-- Podany fragment --
* * * * * * * * *

Eksperci potwierdzają, że tworzenie środowiska pracy realizującego w praktyce wartości DEI może stanowić dla organizacji kolejną szansę na budowanie swojej przewagi konkurencyjnej na rynku. Zdaniem firmy szkoleniowo-doradczej TrainBrain inkluzywność w pracy przyciąga różnorodne talenty. Włączanie i zapewnianie równego dostępu do zasobów, szkoleń i możliwości awansu sprzyja zaś tworzeniu środowiska pracy opartego na zasadach „fair play”. Zróżnicowane zespoły są bardziej efektywne i elastyczne w rozwiązywaniu problemów oraz podejmowaniu decyzji.

– Skupiamy się na szeroko pojętej kulturze wspierania inkluzywności, ponieważ jesteśmy bardzo zróżnicowanym miejscem pracy, zarówno pod względem narodowości – w ING Hubs Poland skupiamy prawie 80 narodowości – jak i wieku czy płci – mówi Anna Daszczyńska.

* * * * * * * * *

-- Wymagania zadań --
**A)** Ile narodowości skupia ING Hubs Poland według tekstu o inkluzywności w miejscu pracy?
**B)** Dopisz dalszy ciąg tekstu o inkluzywności w miejscu pracy, kontynuując go po jego ostatnim zdaniu.
Rekordy umieszczone niżej pochodzą z innego źródła niż ten fragment.

* * * * * * * * *

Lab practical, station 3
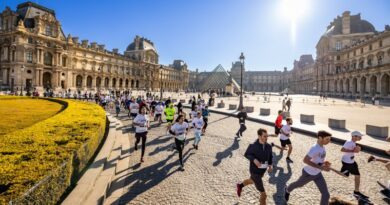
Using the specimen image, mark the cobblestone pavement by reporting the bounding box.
[107,108,390,205]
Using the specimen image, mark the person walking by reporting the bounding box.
[341,131,369,199]
[202,105,210,135]
[236,107,248,138]
[237,128,272,205]
[192,112,204,150]
[279,117,293,163]
[284,130,332,205]
[171,115,188,171]
[133,106,150,163]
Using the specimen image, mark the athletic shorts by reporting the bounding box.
[280,139,291,147]
[251,169,267,192]
[341,161,360,176]
[275,125,281,135]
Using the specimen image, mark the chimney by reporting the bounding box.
[72,37,79,45]
[81,40,88,48]
[91,42,97,49]
[342,11,351,34]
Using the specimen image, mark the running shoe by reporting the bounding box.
[368,155,375,163]
[353,191,370,199]
[236,184,242,197]
[284,187,290,202]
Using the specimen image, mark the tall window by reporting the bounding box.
[26,51,32,63]
[45,25,53,36]
[336,41,342,51]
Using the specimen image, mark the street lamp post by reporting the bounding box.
[20,65,25,96]
[160,65,163,101]
[238,52,245,110]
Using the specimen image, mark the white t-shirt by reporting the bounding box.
[154,105,164,114]
[341,140,356,164]
[171,122,188,140]
[303,143,326,175]
[133,114,149,133]
[280,124,291,140]
[192,117,204,129]
[130,102,139,113]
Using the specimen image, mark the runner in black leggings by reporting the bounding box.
[171,115,188,171]
[133,106,150,163]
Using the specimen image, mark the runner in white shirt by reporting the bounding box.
[171,115,188,171]
[133,106,150,163]
[341,131,369,199]
[154,102,164,124]
[284,131,332,205]
[130,100,139,119]
[192,112,204,150]
[279,117,293,163]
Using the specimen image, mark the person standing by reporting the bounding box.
[279,117,293,163]
[284,130,332,205]
[237,128,272,205]
[236,107,248,137]
[133,106,150,163]
[192,112,204,150]
[341,131,369,199]
[171,115,188,171]
[275,110,283,136]
[202,105,210,135]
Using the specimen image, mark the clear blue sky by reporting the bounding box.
[0,0,390,71]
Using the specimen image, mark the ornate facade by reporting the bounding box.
[0,2,189,92]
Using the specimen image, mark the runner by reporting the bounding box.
[275,110,283,136]
[341,131,369,199]
[171,115,188,171]
[237,128,272,205]
[284,131,332,205]
[279,117,293,163]
[202,105,210,135]
[133,106,150,163]
[236,107,248,138]
[192,112,204,150]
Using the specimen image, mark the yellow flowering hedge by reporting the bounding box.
[0,100,106,204]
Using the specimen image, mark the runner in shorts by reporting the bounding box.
[341,131,368,199]
[237,128,272,205]
[279,117,293,163]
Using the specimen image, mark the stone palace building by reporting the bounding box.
[0,2,189,92]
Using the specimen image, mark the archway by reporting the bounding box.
[42,72,51,89]
[87,76,92,88]
[76,75,83,88]
[381,74,390,97]
[370,75,377,96]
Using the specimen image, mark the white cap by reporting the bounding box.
[351,131,363,137]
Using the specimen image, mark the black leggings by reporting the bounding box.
[203,118,209,130]
[175,138,185,166]
[135,132,148,158]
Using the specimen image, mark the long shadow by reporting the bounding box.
[108,149,194,204]
[268,152,292,205]
[213,137,240,167]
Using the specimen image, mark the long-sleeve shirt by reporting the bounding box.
[244,140,272,174]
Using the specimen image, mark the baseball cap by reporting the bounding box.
[351,131,363,137]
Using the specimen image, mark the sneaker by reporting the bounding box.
[236,184,242,197]
[353,191,370,199]
[284,187,290,202]
[368,155,375,163]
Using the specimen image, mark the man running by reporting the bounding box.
[279,117,293,163]
[284,131,332,205]
[192,112,204,150]
[236,107,248,138]
[341,131,368,199]
[133,106,150,163]
[237,128,272,205]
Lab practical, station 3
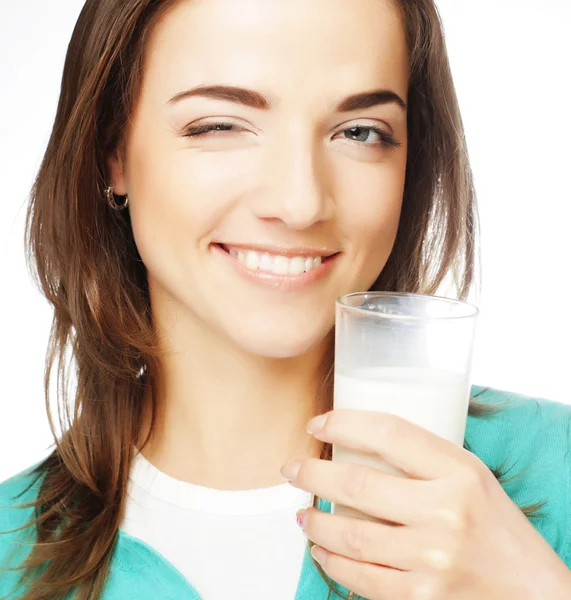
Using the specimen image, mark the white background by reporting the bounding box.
[0,0,571,481]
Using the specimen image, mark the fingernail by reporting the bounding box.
[307,414,327,433]
[280,461,301,481]
[311,546,325,566]
[295,508,308,531]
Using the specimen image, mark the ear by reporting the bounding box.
[107,149,127,196]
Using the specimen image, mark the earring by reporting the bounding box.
[105,186,129,211]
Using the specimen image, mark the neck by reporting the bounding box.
[137,298,332,489]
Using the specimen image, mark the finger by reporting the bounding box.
[313,409,475,479]
[303,508,427,571]
[308,546,424,600]
[290,458,428,525]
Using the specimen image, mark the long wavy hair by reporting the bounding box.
[0,0,538,600]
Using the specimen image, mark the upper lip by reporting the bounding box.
[220,243,338,257]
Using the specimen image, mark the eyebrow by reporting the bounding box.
[168,85,407,112]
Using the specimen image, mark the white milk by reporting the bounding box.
[332,367,470,522]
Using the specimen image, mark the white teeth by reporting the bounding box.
[259,254,273,271]
[228,249,328,275]
[289,256,305,275]
[246,251,260,271]
[272,256,289,275]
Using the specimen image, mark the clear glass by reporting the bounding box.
[332,292,478,522]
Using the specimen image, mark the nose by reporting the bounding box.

* * * * * * * * *

-- Odpowiedzi do zadań --
**A)** Prawie 80 narodowości.

**B)**
– Mamy w organizacji cztery aktywnie działające grupy pracownicze wspierające różnorodność. Pierwsza działa na rzecz równości kobiet i mężczyzn w miejscu pracy i wspierania ich w aktywności zawodowej, druga jest ukierunkowana na różnice kulturowe, trzecia skupia społeczność LGBTQI+ oraz jej osoby sojusznicze, a czwarta, nowo utworzona, skupia się na neuroróżnorodności i niepełnosprawnościach. Każda z tych grup została stworzona przez pracowników-wolontariuszy, którzy chcą aktywnie w nich działać, i to jest ich siła. Każda ma swój plan działania, swoje programy i stałą opiekę członka zarządu firmy – opowiada szefowa HR ING Hubs Poland.

Jednym z elementów DEI jest uwzględnianie w miejscu pracy wspomnianej neuroróżnorodności. Osoby neuroatypowe stanowią znaczną i zróżnicowaną grupę społeczną. Według różnych szacunków mogą stanowić nawet ok. jednej piątej społeczeństwa.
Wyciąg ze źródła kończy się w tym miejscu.